### Location identification items
==*==

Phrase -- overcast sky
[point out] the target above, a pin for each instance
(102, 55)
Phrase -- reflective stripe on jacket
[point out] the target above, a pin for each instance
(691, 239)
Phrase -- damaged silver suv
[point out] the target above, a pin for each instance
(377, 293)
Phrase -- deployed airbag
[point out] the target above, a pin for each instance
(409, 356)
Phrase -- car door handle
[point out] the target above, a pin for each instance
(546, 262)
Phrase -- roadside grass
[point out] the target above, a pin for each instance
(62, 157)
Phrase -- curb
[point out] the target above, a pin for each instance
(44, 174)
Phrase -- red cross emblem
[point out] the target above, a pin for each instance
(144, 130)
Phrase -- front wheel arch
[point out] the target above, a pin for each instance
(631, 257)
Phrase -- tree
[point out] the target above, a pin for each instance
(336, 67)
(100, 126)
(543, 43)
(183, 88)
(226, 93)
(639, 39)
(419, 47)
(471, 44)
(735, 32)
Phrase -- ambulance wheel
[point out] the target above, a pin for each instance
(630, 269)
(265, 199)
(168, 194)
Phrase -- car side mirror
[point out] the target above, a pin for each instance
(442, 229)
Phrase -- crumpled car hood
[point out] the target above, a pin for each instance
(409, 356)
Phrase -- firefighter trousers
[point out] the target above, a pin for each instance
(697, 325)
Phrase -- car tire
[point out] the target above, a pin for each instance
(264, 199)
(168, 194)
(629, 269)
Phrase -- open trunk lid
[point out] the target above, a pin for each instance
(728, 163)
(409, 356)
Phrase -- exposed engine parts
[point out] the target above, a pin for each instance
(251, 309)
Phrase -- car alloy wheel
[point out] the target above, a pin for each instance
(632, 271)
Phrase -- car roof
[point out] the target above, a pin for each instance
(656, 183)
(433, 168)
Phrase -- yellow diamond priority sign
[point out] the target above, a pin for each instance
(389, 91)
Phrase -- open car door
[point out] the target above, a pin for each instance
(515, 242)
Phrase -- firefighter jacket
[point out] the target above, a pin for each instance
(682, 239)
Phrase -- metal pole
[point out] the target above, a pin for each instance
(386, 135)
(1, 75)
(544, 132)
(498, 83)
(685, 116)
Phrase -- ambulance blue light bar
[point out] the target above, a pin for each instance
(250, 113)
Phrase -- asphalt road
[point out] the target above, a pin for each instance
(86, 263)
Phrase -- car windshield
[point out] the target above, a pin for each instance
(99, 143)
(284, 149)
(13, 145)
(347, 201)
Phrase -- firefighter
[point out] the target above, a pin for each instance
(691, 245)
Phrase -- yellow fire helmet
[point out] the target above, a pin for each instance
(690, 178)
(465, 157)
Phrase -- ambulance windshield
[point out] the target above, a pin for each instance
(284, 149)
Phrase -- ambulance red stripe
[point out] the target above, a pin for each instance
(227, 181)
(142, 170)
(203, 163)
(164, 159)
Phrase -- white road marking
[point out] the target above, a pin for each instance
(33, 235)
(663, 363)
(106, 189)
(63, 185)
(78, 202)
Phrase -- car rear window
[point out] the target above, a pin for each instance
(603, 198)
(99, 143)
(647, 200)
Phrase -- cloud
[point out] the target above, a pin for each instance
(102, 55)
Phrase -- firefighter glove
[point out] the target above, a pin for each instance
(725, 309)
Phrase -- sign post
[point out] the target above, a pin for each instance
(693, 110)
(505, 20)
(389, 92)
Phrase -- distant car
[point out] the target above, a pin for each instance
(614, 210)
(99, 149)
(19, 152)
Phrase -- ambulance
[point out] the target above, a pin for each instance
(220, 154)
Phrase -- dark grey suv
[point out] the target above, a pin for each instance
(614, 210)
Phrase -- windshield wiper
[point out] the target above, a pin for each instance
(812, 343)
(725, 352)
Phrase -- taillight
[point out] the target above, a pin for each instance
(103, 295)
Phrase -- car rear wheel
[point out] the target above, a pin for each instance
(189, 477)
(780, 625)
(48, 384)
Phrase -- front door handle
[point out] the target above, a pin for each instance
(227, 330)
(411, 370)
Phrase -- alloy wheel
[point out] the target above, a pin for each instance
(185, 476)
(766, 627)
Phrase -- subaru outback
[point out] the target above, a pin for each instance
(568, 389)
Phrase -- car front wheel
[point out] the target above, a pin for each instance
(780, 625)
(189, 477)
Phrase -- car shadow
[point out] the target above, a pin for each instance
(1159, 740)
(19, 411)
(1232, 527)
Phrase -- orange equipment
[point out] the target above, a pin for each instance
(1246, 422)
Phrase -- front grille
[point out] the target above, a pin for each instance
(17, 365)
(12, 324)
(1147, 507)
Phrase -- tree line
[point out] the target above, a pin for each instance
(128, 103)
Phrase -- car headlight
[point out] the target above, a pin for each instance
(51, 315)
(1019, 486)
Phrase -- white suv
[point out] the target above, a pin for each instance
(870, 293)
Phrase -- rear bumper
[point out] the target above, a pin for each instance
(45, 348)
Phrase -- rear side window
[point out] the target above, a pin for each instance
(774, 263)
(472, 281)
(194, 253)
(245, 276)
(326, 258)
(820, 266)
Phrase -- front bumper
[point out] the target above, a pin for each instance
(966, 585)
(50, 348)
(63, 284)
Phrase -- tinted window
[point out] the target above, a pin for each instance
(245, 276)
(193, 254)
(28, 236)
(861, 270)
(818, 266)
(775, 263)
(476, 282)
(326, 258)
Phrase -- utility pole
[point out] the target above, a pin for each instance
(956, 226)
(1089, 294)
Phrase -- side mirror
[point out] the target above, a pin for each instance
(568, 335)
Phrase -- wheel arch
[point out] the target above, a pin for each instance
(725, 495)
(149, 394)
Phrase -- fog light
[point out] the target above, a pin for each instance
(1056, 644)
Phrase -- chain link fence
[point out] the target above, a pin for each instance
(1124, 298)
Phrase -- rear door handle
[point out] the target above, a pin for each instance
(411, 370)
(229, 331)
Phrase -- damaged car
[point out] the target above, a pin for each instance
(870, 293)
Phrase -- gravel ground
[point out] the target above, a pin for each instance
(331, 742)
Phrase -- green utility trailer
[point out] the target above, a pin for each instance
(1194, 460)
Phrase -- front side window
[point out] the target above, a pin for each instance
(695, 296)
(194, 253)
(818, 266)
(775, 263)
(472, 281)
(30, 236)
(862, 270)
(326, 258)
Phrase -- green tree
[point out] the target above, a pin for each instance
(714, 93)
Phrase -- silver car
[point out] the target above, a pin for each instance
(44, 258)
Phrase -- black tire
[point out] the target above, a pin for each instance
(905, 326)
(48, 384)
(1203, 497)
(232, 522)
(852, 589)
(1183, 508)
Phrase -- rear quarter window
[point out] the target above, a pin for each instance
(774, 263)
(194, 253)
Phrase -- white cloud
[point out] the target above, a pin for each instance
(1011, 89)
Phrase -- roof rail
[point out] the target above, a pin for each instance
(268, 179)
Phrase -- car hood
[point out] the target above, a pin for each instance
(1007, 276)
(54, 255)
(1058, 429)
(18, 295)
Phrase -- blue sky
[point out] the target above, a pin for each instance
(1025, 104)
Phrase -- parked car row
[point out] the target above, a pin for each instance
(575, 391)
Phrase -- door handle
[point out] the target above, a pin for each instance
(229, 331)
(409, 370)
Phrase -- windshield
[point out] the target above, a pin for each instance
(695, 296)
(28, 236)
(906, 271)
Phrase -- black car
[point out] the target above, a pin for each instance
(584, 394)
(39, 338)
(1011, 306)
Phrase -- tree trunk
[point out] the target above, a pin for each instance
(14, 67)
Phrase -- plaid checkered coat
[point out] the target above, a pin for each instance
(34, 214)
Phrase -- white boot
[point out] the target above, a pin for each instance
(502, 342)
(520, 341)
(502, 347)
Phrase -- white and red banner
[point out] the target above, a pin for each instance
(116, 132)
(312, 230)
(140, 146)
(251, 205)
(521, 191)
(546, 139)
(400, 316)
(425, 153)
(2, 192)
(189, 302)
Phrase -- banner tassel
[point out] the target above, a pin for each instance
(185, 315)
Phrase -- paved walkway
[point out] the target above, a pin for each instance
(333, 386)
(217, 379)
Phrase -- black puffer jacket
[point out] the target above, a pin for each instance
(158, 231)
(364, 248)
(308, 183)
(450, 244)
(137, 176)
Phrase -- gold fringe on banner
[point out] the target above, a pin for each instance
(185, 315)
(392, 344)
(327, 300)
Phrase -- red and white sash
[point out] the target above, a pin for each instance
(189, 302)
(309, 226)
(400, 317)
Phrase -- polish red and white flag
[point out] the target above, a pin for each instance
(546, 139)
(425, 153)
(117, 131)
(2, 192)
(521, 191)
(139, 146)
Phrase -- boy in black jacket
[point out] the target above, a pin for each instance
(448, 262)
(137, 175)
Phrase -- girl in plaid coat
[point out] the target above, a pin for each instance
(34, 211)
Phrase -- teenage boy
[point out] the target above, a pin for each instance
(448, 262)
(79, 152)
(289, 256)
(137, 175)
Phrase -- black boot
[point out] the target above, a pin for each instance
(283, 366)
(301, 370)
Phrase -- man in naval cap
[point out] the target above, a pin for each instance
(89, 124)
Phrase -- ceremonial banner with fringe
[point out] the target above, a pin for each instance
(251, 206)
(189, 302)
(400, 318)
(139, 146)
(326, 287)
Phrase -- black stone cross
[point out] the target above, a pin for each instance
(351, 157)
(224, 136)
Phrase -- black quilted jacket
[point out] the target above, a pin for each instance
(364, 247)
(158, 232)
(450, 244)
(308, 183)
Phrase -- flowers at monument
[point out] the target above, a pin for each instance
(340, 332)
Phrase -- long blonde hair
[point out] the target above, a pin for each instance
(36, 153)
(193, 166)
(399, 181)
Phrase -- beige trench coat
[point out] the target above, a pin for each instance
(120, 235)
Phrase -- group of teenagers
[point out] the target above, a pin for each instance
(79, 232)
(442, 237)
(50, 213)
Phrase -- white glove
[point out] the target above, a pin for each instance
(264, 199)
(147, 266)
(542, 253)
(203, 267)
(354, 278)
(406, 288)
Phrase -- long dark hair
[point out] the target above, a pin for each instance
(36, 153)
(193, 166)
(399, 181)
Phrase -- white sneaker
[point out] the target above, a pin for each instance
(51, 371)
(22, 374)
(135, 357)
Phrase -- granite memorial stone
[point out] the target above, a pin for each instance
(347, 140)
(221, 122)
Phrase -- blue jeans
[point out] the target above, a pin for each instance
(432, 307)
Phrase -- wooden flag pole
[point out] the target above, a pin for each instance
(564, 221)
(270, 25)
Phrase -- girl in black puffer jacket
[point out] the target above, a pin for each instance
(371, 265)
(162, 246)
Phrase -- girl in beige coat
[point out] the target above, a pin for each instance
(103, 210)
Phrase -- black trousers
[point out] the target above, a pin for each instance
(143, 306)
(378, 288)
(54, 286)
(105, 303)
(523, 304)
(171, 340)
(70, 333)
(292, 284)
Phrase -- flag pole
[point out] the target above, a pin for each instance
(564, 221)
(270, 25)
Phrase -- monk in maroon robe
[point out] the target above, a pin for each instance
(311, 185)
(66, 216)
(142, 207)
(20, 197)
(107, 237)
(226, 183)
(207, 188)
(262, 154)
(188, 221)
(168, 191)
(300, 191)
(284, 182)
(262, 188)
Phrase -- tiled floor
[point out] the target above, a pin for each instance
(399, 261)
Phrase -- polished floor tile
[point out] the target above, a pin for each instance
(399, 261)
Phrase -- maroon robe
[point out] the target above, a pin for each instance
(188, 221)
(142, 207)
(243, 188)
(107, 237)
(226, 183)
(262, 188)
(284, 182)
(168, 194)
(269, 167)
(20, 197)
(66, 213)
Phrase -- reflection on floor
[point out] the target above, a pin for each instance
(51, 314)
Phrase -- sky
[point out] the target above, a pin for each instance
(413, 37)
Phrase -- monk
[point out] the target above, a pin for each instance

==*==

### What you will do
Give back exactly the lines beginning at the one with "Phrase -- tiled floor" and ending at the final line of the material; both boundary lines belong in it.

### Solution to the exercise
Phrase -- tiled floor
[point out] the target above, a pin for each instance
(399, 261)
Phrase -- polished floor tile
[point out] the target above, a pin for each instance
(399, 261)
Phrase -- maroon robe
[point out] the target above, a pin for each instance
(188, 221)
(142, 207)
(243, 188)
(107, 237)
(226, 183)
(262, 188)
(284, 182)
(168, 194)
(269, 167)
(20, 197)
(66, 213)
Phrase -- reflection on floor
[point out] the target above, a pin for each instance
(51, 314)
Phrase -- sky
[point out] the target above, a pin for each instance
(413, 37)
Phrase -- monk
[point out] the target above, a pin for each instance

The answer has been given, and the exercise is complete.